Entries from a dataset

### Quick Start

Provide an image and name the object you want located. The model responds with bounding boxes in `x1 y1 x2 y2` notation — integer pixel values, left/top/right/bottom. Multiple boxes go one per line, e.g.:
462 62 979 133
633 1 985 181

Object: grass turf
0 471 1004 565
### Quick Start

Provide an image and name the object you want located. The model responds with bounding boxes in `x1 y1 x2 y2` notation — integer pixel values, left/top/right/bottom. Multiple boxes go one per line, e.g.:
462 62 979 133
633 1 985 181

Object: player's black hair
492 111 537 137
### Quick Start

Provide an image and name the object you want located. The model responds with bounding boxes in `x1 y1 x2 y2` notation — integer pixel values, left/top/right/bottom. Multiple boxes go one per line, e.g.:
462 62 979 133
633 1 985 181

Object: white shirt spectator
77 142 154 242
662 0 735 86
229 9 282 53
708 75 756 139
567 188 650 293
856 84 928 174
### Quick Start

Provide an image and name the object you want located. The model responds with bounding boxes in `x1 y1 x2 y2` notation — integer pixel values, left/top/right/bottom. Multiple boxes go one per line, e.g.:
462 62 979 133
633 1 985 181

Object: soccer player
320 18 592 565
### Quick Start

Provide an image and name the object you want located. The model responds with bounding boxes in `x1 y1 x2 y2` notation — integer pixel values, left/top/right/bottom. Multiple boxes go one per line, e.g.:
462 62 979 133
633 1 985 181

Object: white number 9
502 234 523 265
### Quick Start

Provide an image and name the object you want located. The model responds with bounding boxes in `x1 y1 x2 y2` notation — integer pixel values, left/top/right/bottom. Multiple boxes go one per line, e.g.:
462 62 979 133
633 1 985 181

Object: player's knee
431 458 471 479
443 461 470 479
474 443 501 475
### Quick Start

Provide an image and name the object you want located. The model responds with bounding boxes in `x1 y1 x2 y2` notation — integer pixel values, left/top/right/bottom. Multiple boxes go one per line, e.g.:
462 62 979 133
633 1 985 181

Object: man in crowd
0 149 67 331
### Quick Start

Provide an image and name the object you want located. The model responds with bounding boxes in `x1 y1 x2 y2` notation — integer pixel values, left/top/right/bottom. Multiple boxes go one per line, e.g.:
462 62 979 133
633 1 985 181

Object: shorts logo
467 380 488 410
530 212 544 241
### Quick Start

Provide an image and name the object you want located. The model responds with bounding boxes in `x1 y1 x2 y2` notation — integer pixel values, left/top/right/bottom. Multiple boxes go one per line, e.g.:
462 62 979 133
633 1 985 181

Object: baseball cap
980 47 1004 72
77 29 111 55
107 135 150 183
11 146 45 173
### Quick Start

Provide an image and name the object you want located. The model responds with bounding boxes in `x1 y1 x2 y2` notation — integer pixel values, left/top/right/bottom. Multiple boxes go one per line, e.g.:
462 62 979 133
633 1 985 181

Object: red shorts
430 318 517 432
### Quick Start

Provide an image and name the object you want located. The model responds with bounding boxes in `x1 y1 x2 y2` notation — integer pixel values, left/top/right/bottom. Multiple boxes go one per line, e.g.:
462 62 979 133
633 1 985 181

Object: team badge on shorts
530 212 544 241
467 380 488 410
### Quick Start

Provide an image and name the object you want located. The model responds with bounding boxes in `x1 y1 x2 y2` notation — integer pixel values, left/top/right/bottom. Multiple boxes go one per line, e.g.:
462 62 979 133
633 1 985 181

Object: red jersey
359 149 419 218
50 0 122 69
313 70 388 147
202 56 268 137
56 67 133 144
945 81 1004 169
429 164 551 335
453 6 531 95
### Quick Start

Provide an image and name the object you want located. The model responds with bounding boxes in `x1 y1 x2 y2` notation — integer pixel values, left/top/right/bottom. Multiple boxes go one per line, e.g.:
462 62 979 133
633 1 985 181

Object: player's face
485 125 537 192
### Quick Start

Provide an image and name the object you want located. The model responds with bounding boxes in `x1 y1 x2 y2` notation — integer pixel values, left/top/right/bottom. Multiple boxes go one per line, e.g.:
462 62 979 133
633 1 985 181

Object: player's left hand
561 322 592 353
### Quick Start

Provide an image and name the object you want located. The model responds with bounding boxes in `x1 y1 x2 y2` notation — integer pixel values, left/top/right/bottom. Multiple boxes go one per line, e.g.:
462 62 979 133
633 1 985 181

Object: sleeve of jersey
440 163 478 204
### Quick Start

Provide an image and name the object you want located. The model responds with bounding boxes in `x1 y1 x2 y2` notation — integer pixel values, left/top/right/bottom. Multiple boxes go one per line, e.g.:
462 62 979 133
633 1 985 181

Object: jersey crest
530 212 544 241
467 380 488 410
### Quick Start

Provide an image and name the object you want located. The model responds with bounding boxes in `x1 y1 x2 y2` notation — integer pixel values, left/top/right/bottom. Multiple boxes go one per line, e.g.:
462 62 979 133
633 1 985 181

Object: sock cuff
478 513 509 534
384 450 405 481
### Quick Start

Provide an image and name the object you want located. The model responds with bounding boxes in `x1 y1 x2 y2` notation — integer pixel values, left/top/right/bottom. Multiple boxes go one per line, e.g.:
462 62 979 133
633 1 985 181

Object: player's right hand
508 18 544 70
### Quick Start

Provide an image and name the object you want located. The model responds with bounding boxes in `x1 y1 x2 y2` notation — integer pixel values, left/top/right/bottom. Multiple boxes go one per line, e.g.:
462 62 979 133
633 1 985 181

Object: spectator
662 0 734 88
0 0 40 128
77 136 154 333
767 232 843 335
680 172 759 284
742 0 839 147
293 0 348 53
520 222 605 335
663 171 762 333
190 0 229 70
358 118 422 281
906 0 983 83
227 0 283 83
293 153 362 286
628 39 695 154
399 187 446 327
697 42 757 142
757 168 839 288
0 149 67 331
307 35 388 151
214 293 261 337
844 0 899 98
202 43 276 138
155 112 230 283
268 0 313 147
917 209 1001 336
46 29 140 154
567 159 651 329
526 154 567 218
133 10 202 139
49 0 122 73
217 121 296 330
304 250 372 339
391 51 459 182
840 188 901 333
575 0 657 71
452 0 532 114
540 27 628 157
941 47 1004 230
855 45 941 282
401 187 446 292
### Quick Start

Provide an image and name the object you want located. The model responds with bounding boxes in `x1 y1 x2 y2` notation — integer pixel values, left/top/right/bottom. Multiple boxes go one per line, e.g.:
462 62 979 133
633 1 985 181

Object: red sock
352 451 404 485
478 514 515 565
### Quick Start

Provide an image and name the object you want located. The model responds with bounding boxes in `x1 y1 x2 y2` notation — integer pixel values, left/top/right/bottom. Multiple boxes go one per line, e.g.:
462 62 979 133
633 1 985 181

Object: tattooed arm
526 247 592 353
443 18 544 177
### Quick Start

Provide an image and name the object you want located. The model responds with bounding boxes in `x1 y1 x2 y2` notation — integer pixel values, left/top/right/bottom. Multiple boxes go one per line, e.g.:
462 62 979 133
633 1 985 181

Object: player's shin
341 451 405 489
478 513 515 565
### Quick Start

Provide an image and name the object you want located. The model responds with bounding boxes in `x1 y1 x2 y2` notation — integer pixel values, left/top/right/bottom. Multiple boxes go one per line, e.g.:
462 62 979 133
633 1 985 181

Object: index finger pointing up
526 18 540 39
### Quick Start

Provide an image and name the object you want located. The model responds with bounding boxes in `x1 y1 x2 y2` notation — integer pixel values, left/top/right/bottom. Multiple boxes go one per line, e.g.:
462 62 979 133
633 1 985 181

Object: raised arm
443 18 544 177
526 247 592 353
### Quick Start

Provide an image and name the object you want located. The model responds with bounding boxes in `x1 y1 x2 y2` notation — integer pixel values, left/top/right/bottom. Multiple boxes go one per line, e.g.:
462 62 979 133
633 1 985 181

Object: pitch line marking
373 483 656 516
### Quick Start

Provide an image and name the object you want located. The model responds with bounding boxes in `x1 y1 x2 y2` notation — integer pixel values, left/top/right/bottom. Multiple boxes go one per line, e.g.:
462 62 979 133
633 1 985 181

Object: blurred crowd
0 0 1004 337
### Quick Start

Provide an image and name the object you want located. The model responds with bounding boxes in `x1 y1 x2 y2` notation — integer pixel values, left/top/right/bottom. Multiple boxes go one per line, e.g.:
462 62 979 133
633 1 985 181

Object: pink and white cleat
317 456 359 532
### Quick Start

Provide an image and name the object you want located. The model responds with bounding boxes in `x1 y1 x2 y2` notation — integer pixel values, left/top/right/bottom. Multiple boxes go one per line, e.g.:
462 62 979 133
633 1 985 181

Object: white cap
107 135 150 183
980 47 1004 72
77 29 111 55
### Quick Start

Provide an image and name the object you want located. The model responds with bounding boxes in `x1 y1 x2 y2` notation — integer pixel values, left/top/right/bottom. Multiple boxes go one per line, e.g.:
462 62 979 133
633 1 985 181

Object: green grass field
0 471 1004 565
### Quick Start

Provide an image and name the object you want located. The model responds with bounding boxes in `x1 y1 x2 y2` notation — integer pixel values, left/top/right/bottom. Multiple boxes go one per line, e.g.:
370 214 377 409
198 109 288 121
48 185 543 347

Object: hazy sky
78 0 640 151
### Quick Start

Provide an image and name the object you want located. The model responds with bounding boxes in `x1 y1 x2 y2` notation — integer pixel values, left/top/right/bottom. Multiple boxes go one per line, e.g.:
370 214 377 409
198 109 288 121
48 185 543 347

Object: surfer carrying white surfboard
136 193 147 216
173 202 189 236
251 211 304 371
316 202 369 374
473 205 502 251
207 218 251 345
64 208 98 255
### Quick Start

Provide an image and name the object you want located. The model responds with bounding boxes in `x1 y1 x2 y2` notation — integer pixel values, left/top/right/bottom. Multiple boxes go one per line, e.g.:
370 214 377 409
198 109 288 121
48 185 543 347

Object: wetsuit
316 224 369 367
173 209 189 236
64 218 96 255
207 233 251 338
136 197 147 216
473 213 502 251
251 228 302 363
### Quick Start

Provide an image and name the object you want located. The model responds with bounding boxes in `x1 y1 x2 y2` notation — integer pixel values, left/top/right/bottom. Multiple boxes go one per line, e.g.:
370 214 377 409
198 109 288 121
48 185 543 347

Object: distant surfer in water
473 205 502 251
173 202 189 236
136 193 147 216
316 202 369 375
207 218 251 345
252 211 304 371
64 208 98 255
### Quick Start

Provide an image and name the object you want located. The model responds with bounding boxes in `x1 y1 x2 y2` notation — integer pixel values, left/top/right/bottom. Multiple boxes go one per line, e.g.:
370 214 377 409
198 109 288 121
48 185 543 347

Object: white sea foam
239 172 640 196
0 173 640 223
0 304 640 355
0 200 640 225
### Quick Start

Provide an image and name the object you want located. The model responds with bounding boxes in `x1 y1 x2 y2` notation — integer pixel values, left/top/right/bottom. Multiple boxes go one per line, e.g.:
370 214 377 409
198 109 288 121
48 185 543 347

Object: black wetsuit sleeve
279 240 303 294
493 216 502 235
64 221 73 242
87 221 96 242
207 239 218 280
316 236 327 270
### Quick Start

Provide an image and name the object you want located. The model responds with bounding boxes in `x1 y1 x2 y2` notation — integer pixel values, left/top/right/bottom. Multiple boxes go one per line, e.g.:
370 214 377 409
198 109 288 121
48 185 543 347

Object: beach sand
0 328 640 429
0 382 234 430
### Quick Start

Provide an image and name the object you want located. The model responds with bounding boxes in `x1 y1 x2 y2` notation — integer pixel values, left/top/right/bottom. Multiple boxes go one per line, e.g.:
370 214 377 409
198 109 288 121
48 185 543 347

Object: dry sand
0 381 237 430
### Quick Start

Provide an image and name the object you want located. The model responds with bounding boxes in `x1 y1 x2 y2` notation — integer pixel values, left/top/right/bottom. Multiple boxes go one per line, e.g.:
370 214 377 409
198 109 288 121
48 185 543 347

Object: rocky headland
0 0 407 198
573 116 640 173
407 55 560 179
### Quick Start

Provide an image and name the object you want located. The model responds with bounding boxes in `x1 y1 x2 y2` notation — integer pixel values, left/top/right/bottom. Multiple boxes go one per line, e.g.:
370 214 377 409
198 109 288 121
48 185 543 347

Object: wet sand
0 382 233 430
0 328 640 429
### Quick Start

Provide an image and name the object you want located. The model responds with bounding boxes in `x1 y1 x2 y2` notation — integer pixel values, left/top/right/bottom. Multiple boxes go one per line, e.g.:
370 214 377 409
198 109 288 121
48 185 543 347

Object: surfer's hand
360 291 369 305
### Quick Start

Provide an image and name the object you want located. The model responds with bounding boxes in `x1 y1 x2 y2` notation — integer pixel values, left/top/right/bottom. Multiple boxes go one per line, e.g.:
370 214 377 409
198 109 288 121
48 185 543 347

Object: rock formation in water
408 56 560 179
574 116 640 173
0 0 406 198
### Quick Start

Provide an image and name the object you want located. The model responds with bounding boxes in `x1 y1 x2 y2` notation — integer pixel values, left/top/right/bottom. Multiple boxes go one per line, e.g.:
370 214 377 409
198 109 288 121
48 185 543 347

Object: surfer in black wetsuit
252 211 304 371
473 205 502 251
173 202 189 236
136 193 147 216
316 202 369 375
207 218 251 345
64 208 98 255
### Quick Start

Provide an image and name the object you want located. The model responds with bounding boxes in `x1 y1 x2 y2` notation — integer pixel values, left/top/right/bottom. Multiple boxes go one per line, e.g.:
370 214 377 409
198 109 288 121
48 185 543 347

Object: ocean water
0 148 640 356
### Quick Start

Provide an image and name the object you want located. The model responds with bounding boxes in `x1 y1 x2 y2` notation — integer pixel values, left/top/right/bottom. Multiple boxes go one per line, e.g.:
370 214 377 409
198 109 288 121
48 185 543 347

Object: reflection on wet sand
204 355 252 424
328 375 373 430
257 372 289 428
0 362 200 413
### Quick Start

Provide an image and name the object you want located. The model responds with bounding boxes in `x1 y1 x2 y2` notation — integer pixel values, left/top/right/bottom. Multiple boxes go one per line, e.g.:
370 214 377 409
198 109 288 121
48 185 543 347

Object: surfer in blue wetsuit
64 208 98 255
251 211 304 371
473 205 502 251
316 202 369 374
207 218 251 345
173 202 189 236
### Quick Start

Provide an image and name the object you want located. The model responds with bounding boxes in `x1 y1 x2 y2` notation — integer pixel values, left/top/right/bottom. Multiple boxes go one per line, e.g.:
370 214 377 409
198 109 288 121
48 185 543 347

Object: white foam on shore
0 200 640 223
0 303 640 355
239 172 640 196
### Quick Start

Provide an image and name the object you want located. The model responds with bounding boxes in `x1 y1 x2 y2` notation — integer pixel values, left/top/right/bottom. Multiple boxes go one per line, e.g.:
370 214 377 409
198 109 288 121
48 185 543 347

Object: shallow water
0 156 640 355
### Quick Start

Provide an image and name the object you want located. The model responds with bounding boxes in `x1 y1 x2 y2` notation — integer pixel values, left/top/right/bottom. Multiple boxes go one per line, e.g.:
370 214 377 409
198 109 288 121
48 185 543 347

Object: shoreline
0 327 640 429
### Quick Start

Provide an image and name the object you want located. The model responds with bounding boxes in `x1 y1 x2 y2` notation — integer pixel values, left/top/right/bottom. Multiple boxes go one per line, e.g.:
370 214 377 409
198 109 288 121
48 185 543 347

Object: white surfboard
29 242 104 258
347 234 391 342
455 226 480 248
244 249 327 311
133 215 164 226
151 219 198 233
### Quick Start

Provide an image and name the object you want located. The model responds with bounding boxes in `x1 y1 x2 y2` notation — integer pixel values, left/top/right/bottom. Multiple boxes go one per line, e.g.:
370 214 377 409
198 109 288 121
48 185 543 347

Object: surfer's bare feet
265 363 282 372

### Given problem
Pick out every line in the entries above that contains the string "sleeve" and copy each one.

### Task result
Object: sleeve of jersey
Object: black wetsuit sleeve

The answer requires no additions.